BEGIN Listed records
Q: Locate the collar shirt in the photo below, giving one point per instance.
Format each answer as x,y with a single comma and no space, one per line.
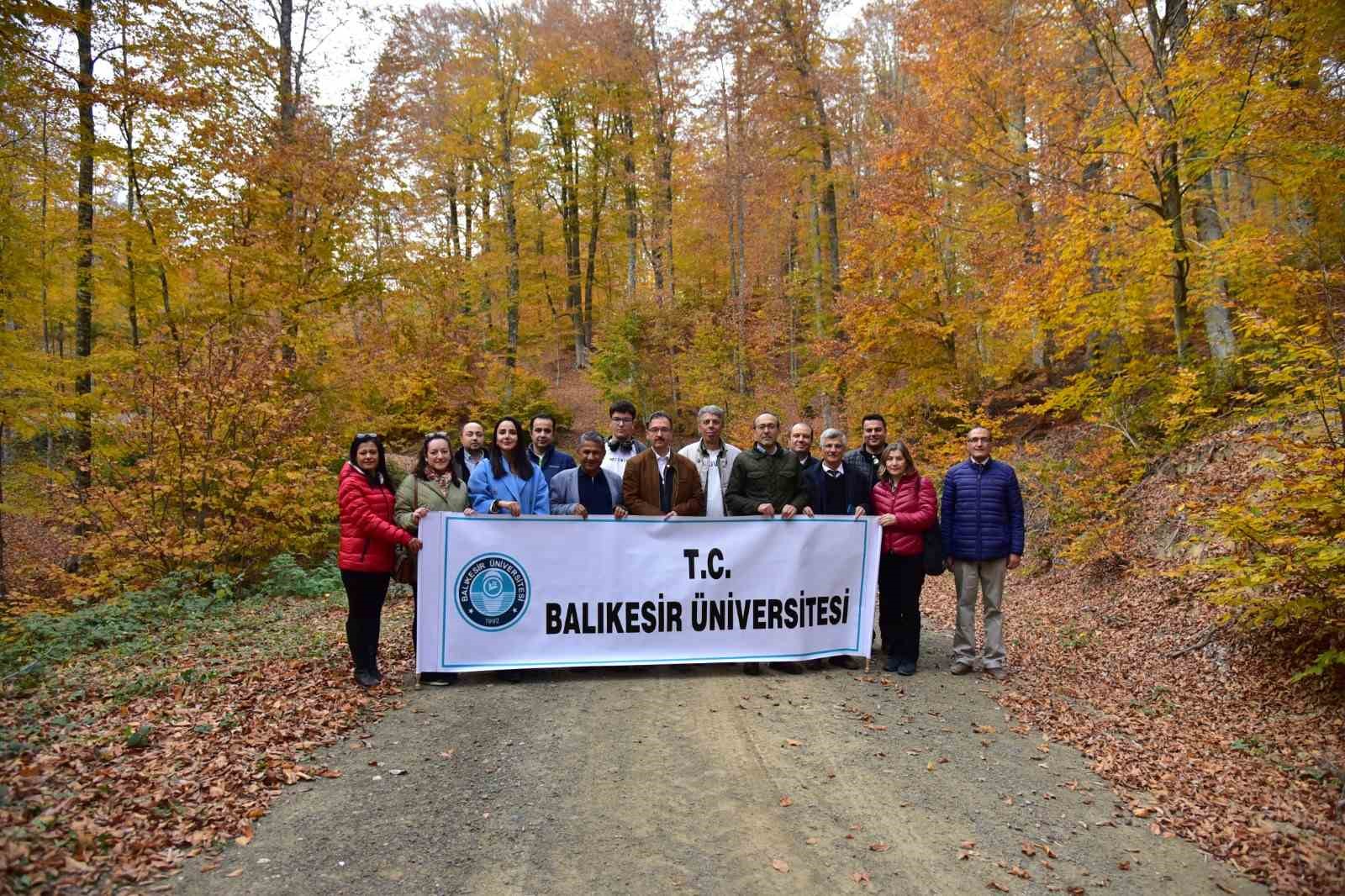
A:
618,456
713,485
595,493
715,467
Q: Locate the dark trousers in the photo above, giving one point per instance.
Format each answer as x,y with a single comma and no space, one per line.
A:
365,593
900,580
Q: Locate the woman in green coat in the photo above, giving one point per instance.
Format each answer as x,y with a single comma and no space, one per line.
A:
432,486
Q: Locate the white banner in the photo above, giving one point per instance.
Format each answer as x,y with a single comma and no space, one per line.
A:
560,591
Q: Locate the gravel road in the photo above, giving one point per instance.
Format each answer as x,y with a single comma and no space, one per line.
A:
672,781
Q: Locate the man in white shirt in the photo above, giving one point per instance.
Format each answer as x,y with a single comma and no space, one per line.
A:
713,458
622,445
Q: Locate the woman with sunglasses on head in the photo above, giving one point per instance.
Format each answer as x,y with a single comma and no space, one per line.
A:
905,505
367,555
509,483
434,485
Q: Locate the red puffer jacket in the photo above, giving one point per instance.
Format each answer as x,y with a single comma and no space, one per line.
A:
367,533
912,503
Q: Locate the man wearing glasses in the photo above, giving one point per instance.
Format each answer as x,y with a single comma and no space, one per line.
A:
984,539
622,445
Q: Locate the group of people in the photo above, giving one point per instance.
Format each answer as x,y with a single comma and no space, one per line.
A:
981,519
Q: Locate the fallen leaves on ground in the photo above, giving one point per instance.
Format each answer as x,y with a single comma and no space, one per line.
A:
1223,750
87,810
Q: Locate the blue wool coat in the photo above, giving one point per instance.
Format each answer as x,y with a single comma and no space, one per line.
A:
982,512
533,494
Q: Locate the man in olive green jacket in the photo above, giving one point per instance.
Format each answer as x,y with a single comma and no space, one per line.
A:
767,481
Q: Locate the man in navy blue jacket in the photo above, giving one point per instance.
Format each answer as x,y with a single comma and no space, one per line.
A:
982,539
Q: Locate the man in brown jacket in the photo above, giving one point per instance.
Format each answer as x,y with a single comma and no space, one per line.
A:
659,482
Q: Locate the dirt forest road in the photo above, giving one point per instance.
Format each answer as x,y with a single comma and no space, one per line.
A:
704,781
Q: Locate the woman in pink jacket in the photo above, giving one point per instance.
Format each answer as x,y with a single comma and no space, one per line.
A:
365,556
905,505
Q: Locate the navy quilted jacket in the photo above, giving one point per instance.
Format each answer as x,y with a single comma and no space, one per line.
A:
982,512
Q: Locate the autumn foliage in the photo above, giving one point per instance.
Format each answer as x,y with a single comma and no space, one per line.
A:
1118,219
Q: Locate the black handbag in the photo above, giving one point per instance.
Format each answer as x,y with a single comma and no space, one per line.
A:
932,553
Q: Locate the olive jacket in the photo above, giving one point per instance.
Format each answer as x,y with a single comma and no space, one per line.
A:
759,478
417,493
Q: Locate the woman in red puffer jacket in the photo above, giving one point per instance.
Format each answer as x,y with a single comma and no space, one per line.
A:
905,506
367,553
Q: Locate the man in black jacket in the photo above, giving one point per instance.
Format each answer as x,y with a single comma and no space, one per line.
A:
836,490
865,458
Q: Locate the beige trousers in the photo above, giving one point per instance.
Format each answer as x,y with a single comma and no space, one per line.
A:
986,576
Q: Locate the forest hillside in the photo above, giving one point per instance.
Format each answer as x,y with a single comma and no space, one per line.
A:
1111,232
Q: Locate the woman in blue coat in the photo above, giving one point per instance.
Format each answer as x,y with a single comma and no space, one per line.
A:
510,482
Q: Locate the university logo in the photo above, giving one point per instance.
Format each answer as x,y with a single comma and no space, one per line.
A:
493,593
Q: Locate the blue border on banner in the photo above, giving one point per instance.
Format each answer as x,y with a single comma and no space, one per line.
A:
647,661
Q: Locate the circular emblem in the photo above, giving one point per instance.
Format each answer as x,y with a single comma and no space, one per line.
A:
493,593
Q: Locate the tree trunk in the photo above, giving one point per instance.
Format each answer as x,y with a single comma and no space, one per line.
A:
632,213
82,455
1210,229
661,255
804,65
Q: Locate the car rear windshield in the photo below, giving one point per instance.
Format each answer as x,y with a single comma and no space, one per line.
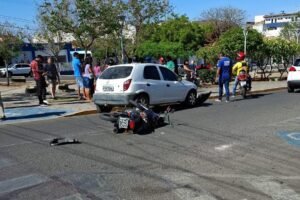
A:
116,72
297,62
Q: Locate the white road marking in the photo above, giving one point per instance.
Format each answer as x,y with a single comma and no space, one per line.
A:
294,135
183,184
274,189
11,185
76,196
223,147
5,163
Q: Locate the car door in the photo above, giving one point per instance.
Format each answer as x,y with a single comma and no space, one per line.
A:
174,90
153,84
17,70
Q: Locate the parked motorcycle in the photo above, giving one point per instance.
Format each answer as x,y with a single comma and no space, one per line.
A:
243,83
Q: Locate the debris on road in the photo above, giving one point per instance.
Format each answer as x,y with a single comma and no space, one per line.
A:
63,141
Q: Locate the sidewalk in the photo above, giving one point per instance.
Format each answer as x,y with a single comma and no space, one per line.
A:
257,86
20,107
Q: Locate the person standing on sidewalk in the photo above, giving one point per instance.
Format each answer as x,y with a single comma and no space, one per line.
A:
224,76
52,76
39,77
78,75
88,78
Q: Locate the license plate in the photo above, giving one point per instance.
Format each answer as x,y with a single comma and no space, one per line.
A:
243,83
123,122
108,88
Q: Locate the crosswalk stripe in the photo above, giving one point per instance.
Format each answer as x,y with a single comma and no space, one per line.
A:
183,184
274,189
22,182
76,196
5,163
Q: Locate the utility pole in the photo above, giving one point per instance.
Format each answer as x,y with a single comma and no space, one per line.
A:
122,21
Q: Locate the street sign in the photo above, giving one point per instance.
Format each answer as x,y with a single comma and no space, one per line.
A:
291,137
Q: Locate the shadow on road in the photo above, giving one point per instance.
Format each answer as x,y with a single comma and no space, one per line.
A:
30,116
252,96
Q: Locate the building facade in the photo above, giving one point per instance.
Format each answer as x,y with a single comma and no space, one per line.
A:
272,25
END Listed records
#### What is being asked:
What is needed is the listing above, repeated verbatim, without its images.

#### Task answer:
Q: Locate the collar shirt in the photo below, giving one point per instance.
Format each answer as x,y with a single comma and no space, one per line.
A:
618,456
713,485
595,493
715,467
Q: Locate the dark trousers in the photo above, giving one point per instance.
Format each answer as x,y with a single comma and no space, one per line.
A:
365,593
900,580
Q: Locate the woman in green coat in the photo above, giving one point per instance.
Format each answer as x,y with a single comma and no space, one per line.
A:
432,486
Q: Locate the white banner in the photo above, giving one point per instance.
Format each answer as x,y with a single comma and no space, one per line.
A:
560,591
Q: Locate the gravel road in the photo above, giving one point per instance.
Format each answer as x,y with a single comma and no space, one per line.
A:
672,781
Q: Locate the man in white shirt in the photo above, giving one point per instance.
Format each answer as x,y with a single comma and no space, one per line.
A:
713,458
622,445
Q: Locate the woman with sunglasses on head in the photo above, giving one point per instance.
Format each answer as x,y with a single comma and no space, one per line.
A:
905,505
367,555
509,483
434,485
Q: Locate the red puffer jacket in the photo above, giving one point per instance.
Format each answer as x,y with a single comma and no space, one per line.
A:
367,533
912,503
Q: Locate the man wearing glasses in the photo above, giving one point per instance.
Format each answer as x,y with a single comma and no space, one per line.
A:
984,539
622,445
Q: Locate the group of people in the photo above, giving one point per instance.
Format each answer as x,y with a single comma and no space, one per line.
A:
981,519
Q: Locate the fallen leaves on ground in the photo above, giving one point per instance.
Format each answer as x,y with a single comma and no space, one per line.
A:
1223,750
87,810
Q: Locate the blue wool coat in the photo above, giving one point per instance.
Format each answer as x,y with a single comma and no space, one per line.
A:
982,512
533,494
Q: Locate the man in olive green jacket in the photo above, giving one point per instance.
Format each answer as x,y with a single comma and no space, one per line.
A:
767,481
Q: Locate the man in navy blue jacket in the photo above, giving one point per instance.
Format each answer as x,y with a single comma and no space, one per line.
A:
982,539
Q: Locate the man in brown jacket in the photo above, giving one point per instance.
Format each answer as x,y with a single comma and no space, one per line.
A:
659,482
Q: Locate the dirt forest road in the photo above, giving one point per instance.
Format each answer as x,y with a single comma and no space, one per line.
A:
704,781
Q: Locate the woman in pink jacket in the photo above, giving one point per instance.
Format each answer as x,y with a single comma and no space, one per line.
A:
365,556
905,505
Q: Locate the navy quilted jacket in the photo above, giving one point per instance.
Format each answer as x,y with a single comma and no space, one per line.
A:
982,512
Q: Locate the autumn foliage in the photo above, giving one point per instance.
Format each answer as x,y with a single comma and no space, one per line.
A:
1118,219
Q: Locate the black handbag in the photo above, giving one point per instance.
Format each answer as x,y with a single comma and no space, one per line.
A:
932,553
Q: Locate the olive jacket in the photo above, giving one point per instance.
Format each answer as x,y with a single comma and no space, one per line.
A:
759,478
417,493
Q: Locate the woman in red puffer jacket in the photo above, giving one point per instance.
Format each answer as x,y with a single comma and no space, one per line.
A:
905,506
367,553
Q: Locate the man in black jacket in the photo above, giving one point per instance.
Format each answer as x,y with a single comma and no space, one per line.
A:
836,490
865,458
Q: Locate the beige trousers in the photo above, giving one point per instance.
Format each answer as x,y with a single comma and no space, one per line.
A:
986,576
Q: Locate the forest hillside in the photo above, giving one point per instance.
Format each answer as x,y with a single comma and no space, one per line.
A:
1111,232
Q: Locate the woman in blue coat in the photo above, giving one point per instance.
Format each answer as x,y with a single comma and no space, one per line.
A:
510,482
Q: Locate the university logo in the photo above, giving one point per instance.
Format each answer as x,y with a single comma and no space, one per line.
A:
493,593
Q: Locate the blue border on banner in the photo above, giving one point per instance.
Format each answer as x,y with a single comma and no space, one per line.
A:
647,661
Q: Locate the circular emblem in the photo above, giving one point per instance.
Format each answer as x,y with a single comma and no space, one per line.
A:
493,593
Q: Locate the tree trunk in the photo above, giving one point per instance.
Format each answer as x,y with a single comma and no space, one per line.
A:
632,213
82,455
1210,229
661,255
804,65
Q: Locate the car rear windshield in the photo below, giving one point per instance.
Format each answer as x,y with a single comma and no space, one per line.
A:
116,72
297,62
Q: Locate the white road marking in the photo above, giving one point per instance.
Format each answer as x,y with a single comma and no space, one per line.
A:
294,135
183,184
274,189
11,185
76,196
223,147
5,163
Q: Locate the car door in the photo above, giving one point per instance.
Format each answer as x,y with a single comma and no space, one per line.
A:
174,90
153,84
17,70
Q: Locate the parked motorcycle in the photo above, giving one point per instance.
Format each answer as x,y with a single comma and no space, one per line.
A:
243,83
Q: Locate the debris on road in the photo above, giving one point per instance.
Format each answer as x,y with a single comma and no space, one per line.
A:
63,141
Q: Locate the sidewalk in the photo above, giving one point per instance.
Format each answer as x,y with a single comma and no space, one per line.
A:
257,86
20,107
Q: Locate the person standing on sidewalk in the photo above, giving one point per instance.
Format each answer as x,y with a single comma and no space, one per line.
A:
224,76
52,76
39,77
78,75
88,78
Q: Locate the license plate in the photo above, giving one point per instance.
Format each answer as x,y with a single comma and no space, one per line.
A:
243,83
123,122
108,88
Q: Locate the crosswalk stripe in the photo above, giving one point per instance.
Format each answer as x,y with a single comma and no space, one per line.
A:
183,184
274,189
22,182
76,196
5,163
Q: Locate the utility pole in the photo above, giving one point per instance.
Format each answer as x,y with a single comma and no space, one per line.
A:
122,21
Q: Locate the street sign in the photo above, giving one point per instance.
Format each answer as x,y with a single comma and no space, one per line.
A:
291,137
Q: Locate the shadow on road in the photo above, giving one point per instance.
Format each answer as x,y with a single comma and no space, one per line.
A:
30,116
252,96
Q: Locate the building facade in the photo above, giving one point per instance.
Format each answer as x,y with a single comma and no space, one per line.
A:
272,25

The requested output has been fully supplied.